Exercise requirements -
A. From the passage on the kilt's history, list everything it says the kilt has been a symbol of.
B. Write the next part of the passage on the kilt's history, picking up after its final sentence.

Selected text -
■ ■ ■ ■ ■ ■ ■
The kilt has been present at some of the most devastating events in Scottish, British and World history. It has been a symbol of togetherness and hope to some, while a symbol of rebellion to others. Depending on which side of the fence you sit on, the kilt has marked either the enemy or the ally simply by being the uniform of solider's across centuries and generations.

The Battle of Culloden

Let's travel back in time, to 1745 and the final Jacobite Rising. Bonnie Prince Charlie arrived in Scotland, with the purpose of uniting the warring clans as one army, with one common cause - to restore a Catholic Stuart to the throne of Britain and take back their rights and land currently occupied by the Hanoverian Kings army, tasked with keeping the unruly Scots under control following previous failed uprisings.
■ ■ ■ ■ ■ ■ ■
[Stored data entries]

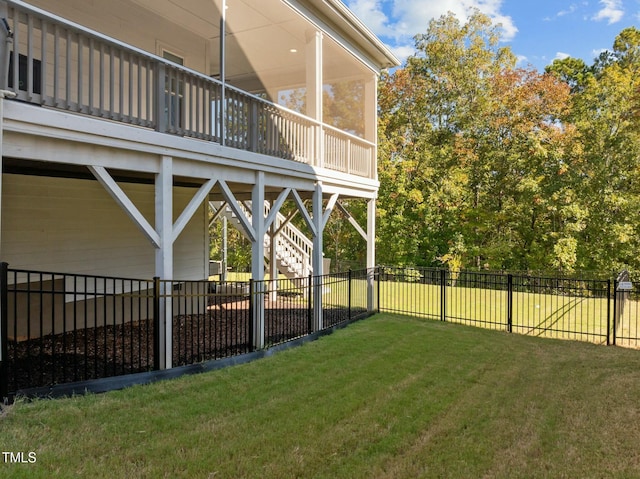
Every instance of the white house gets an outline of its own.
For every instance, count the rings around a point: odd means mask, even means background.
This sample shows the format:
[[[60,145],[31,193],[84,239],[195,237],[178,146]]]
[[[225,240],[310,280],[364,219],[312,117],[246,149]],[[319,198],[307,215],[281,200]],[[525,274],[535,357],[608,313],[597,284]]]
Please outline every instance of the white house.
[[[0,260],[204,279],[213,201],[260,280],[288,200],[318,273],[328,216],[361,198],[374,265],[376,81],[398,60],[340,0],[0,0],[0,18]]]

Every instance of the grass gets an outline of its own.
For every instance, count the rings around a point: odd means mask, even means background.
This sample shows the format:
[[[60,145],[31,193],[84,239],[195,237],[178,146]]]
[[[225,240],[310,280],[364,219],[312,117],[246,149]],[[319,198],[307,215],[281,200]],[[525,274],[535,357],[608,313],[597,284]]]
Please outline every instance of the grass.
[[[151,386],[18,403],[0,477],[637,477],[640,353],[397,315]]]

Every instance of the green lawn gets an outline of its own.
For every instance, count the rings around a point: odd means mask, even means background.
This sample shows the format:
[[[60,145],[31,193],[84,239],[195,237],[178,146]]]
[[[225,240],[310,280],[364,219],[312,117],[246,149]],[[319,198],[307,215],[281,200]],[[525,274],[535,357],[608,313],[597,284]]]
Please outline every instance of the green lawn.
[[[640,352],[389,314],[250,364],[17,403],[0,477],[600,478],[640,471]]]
■ ■ ■ ■ ■ ■ ■
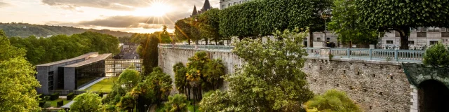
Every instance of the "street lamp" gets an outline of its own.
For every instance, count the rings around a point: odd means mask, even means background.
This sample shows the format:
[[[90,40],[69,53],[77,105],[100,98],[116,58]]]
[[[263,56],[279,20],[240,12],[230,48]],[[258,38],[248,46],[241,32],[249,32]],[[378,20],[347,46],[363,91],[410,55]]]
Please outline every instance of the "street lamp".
■ ■ ■ ■ ■ ■ ■
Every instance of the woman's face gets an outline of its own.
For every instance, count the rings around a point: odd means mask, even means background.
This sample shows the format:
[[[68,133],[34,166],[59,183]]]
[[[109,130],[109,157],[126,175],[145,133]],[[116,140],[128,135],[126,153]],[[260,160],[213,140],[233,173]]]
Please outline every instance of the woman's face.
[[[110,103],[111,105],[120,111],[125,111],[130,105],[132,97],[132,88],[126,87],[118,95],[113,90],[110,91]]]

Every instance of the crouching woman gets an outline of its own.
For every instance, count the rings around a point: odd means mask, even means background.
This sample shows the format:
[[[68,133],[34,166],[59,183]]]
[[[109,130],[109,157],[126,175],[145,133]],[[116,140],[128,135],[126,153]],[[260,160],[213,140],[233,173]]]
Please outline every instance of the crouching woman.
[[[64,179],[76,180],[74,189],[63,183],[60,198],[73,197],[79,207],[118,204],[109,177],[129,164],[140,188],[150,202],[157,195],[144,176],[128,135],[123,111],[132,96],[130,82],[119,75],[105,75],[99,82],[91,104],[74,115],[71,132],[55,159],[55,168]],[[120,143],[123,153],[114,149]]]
■ ■ ■ ■ ■ ■ ■
Answers per task -
A. togetherness, hope, rebellion

B.
Charles Edward Stuart was, for the most part, successful. He did unite the kilted Highland clans and bring them together under a common goal. The Prince himself dressed in tartan and kilts throughout his time in Scotland, a show of solidarity with his father's ever loyal subjects. The kilt, became a symbol of hope and a better future for Scotland's people for some...but equally, a symbol of rebellion and treason to those on the Government side. Either way, the Great Kilt or Feileadh Mor was the uniform of the Jacobite soldier.

Following defeat at Culloden on the 16th of April 1746, the defeated Jacobites watched as their Highland culture was stripped from them. The wearing of kilts was widely outlawed, the production of tartan out with the Highland Government Regiments ground to all but a halt for 37 years, the Gaelic language banned and the bagpipes silenced. The uniform of the hopeful, brave, common Highlander was taken away, reserved now for only those who served and fought for the British Army.

The Jacobites dressed in kilts


After 37 years restricted by The Dress Act 1746, tartan and kilts began to return. Firstly through the romantic writings of the likes of Walter Scott and the Highland Regiments grew and developed their own traditions and symbols, they grew from Clans themselves. By the mid-1800s Queen Victoria strongly supported the wearing of the kilt as the everyday uniform of her Highland soldiers and Balmoral staff, and even developed the production of tartan using sheep from Saxony to produce a wool much easier for them to wear.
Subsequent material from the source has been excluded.